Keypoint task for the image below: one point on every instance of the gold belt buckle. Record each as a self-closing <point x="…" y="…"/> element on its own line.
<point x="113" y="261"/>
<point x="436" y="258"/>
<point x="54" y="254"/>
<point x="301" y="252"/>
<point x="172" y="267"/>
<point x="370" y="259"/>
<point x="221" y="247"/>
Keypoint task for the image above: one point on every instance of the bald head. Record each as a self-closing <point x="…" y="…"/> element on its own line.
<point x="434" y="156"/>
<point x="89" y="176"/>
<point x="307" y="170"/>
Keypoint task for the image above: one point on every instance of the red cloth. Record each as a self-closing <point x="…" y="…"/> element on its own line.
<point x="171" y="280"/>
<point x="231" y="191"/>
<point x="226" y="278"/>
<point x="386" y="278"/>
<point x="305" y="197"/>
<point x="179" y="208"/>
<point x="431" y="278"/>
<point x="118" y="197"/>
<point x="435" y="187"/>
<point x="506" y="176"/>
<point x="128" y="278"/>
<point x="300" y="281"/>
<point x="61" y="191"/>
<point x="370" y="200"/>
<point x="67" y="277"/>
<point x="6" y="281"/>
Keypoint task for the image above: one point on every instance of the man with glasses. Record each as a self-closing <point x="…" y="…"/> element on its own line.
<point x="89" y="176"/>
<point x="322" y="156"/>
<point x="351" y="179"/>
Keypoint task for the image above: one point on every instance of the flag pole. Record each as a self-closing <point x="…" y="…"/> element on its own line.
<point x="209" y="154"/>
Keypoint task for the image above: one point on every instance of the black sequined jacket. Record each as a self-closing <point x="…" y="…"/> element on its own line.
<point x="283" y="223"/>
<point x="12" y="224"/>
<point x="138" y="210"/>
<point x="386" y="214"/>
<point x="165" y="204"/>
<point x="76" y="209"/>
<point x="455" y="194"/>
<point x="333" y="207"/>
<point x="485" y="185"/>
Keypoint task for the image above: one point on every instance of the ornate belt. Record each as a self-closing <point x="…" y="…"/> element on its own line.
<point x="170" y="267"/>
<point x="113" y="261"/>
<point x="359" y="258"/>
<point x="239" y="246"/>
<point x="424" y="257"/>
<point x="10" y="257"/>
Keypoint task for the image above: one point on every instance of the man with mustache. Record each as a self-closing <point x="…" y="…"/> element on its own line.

DIRECTIVE
Every line from the one containing "of the flag" through the last line must be copied exactly; leave out the rest.

ANSWER TO THE TASK
Keypoint task for the image above: one point on every instance of the flag pole. Record each as a self-closing <point x="…" y="…"/> element on its own line.
<point x="209" y="154"/>
Keypoint task for the image above: one point on every instance of the black sequined jacket. Record each as a self-closing <point x="…" y="…"/> element on its own line.
<point x="283" y="223"/>
<point x="12" y="224"/>
<point x="138" y="210"/>
<point x="386" y="214"/>
<point x="165" y="204"/>
<point x="76" y="209"/>
<point x="455" y="194"/>
<point x="333" y="207"/>
<point x="485" y="185"/>
Keypoint task for the image above: one point on every instance of the ornate belt. Record each as a self-closing <point x="…" y="…"/> element on its own line.
<point x="170" y="267"/>
<point x="113" y="261"/>
<point x="359" y="258"/>
<point x="239" y="246"/>
<point x="424" y="257"/>
<point x="10" y="257"/>
Keypoint task for the image above: one point on every instance of the man with mustache. Record each as a self-closing <point x="…" y="…"/> element on its own line.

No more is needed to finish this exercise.